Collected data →
################

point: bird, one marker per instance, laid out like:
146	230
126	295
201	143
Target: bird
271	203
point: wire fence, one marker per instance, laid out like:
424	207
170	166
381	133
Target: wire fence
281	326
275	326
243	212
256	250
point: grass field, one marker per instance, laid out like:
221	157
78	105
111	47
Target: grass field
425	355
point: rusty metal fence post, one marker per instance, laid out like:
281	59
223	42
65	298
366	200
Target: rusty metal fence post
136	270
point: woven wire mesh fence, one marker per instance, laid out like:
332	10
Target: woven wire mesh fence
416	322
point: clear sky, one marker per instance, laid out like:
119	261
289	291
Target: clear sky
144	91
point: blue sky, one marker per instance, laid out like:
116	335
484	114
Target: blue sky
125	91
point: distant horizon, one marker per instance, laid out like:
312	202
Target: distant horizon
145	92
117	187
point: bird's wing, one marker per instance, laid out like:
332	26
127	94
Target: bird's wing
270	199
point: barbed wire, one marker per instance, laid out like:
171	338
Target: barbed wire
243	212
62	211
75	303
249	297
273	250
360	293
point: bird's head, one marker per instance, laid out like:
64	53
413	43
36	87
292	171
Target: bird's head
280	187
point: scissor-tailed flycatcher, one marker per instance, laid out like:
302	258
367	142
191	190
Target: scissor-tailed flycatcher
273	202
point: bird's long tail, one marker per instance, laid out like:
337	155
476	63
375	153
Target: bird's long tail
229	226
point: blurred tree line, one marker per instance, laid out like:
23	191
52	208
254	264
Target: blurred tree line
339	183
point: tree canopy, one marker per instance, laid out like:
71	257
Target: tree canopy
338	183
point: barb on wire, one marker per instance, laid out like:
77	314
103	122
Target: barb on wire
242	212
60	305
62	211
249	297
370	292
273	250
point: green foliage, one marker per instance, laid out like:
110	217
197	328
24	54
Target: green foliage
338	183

################

Exactly as given, please retype all the entries.

point: bird, one marker per instance, laid out like:
146	230
126	295
201	143
Target: bird
271	203
point: wire fence, one marker per instance, laid out like:
424	207
170	166
381	133
Target: wire fence
281	326
275	326
243	212
256	250
point: grass field, one marker per instance, laid out like:
221	157
78	105
111	47
Target: grass field
425	355
point: rusty metal fence post, one marker per instance, laid out like:
281	59
223	42
65	298
366	200
Target: rusty metal fence post
136	270
point: woven wire mesh fence, one marker per instance, laid out like:
332	10
Target: woven wire mesh fence
416	322
point: clear sky, one marker per instance, laid out like:
119	261
289	291
Target: clear sky
144	91
point: blue sky, one marker per instance, laid out like:
116	335
484	114
Target: blue sky
125	91
point: distant horizon, one marker per instance, laid out like:
312	202
Target: distant horizon
145	92
117	187
point: bird's wing, one marker per instance, laid out like:
332	26
127	94
Target: bird's wing
270	199
point: barbed wire, one marker per instance, laid out like:
171	338
Target: barbed wire
243	212
62	211
75	303
249	297
273	250
360	293
point: bird's head, one marker per instance, laid out like:
64	53
413	43
36	87
292	171
Target: bird's head
280	187
point: scissor-tailed flycatcher, one marker per instance, laid out like:
302	258
367	142
191	190
Target: scissor-tailed flycatcher
273	202
point: bird's long tail, one marker per instance, laid out like:
337	155
476	63
375	153
Target: bird's long tail
229	226
point: blurred tree line, one marker per instance, laid out like:
23	191
52	208
254	264
Target: blurred tree line
339	183
point: tree canopy, one marker per instance, laid out like:
71	257
Target: tree canopy
338	183
point: barb on wire, one marker per instance, laid out like:
77	314
103	122
Target: barb on wire
242	212
60	305
62	211
249	297
370	292
273	250
point: green foliage, one marker per instance, laid out like:
110	217
197	328
24	54
Target: green foliage
338	183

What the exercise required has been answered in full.